- DATA FOR THE TASK:

[Start]

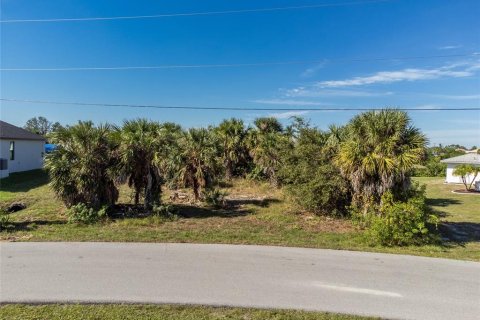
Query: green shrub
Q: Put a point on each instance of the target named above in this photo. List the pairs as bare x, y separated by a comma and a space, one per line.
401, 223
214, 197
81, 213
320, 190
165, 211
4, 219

[End]
[Start]

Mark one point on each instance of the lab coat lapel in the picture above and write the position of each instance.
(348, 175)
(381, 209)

[End]
[Start]

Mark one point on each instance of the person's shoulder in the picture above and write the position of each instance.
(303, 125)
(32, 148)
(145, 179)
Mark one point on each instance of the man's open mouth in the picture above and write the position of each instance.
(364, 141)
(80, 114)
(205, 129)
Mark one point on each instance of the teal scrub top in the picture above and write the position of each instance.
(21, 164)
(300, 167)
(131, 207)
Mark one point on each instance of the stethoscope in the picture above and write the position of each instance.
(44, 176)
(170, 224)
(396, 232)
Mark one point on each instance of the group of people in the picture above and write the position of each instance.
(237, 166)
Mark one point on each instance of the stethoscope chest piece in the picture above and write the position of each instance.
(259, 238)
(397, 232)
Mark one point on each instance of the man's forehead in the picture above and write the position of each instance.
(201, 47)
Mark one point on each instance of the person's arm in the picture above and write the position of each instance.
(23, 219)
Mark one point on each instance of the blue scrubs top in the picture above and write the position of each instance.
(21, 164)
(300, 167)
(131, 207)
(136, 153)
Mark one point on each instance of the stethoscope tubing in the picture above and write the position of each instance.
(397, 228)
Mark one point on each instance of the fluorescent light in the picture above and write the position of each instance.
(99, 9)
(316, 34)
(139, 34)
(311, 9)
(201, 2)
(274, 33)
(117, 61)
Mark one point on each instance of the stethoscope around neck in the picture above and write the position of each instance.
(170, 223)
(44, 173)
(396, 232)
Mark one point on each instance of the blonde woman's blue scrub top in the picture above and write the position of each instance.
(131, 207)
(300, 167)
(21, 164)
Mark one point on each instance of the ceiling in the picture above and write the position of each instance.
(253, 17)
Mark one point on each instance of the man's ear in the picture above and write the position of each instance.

[End]

- GIVEN PROBLEM:
Edit the stretch from the line containing "Mark one point on each instance of the man's forehead" through the line containing "Mark one point on each instance of the man's ear" by changing "fluorescent light" to "ceiling light" and keeping every other character as it is. Return only those lines.

- WRITTEN RESPONSE:
Mark one point on each instance of the man's forehead in the picture above and write the position of each instance.
(201, 47)
Mark one point on each instance of the person's arm in the picture above and write the position of each instance.
(23, 219)
Mark one point on each instance of the blue scrubs top in the picture above and write the position of each instance.
(21, 164)
(300, 167)
(131, 207)
(136, 153)
Mark one point on each instance of the stethoscope tubing in the picture above and write the position of each instance.
(397, 228)
Mark one point on each instance of the ceiling light in the picture above and write the position of each instance.
(99, 9)
(316, 34)
(139, 34)
(311, 9)
(201, 2)
(274, 33)
(117, 61)
Mark one point on each instance of the stethoscope around neck in the picture above and write the position of each instance.
(170, 223)
(44, 173)
(396, 232)
Mark one point on each instance of the blonde woman's blue scrub top in the picture above and write the position of each instance.
(131, 207)
(300, 167)
(21, 164)
Mark one point on each instance of the ceiling in the picture above and write the position of each instance.
(253, 17)
Mark one point on each instance of the man's ear in the picture above and write the position of each instance.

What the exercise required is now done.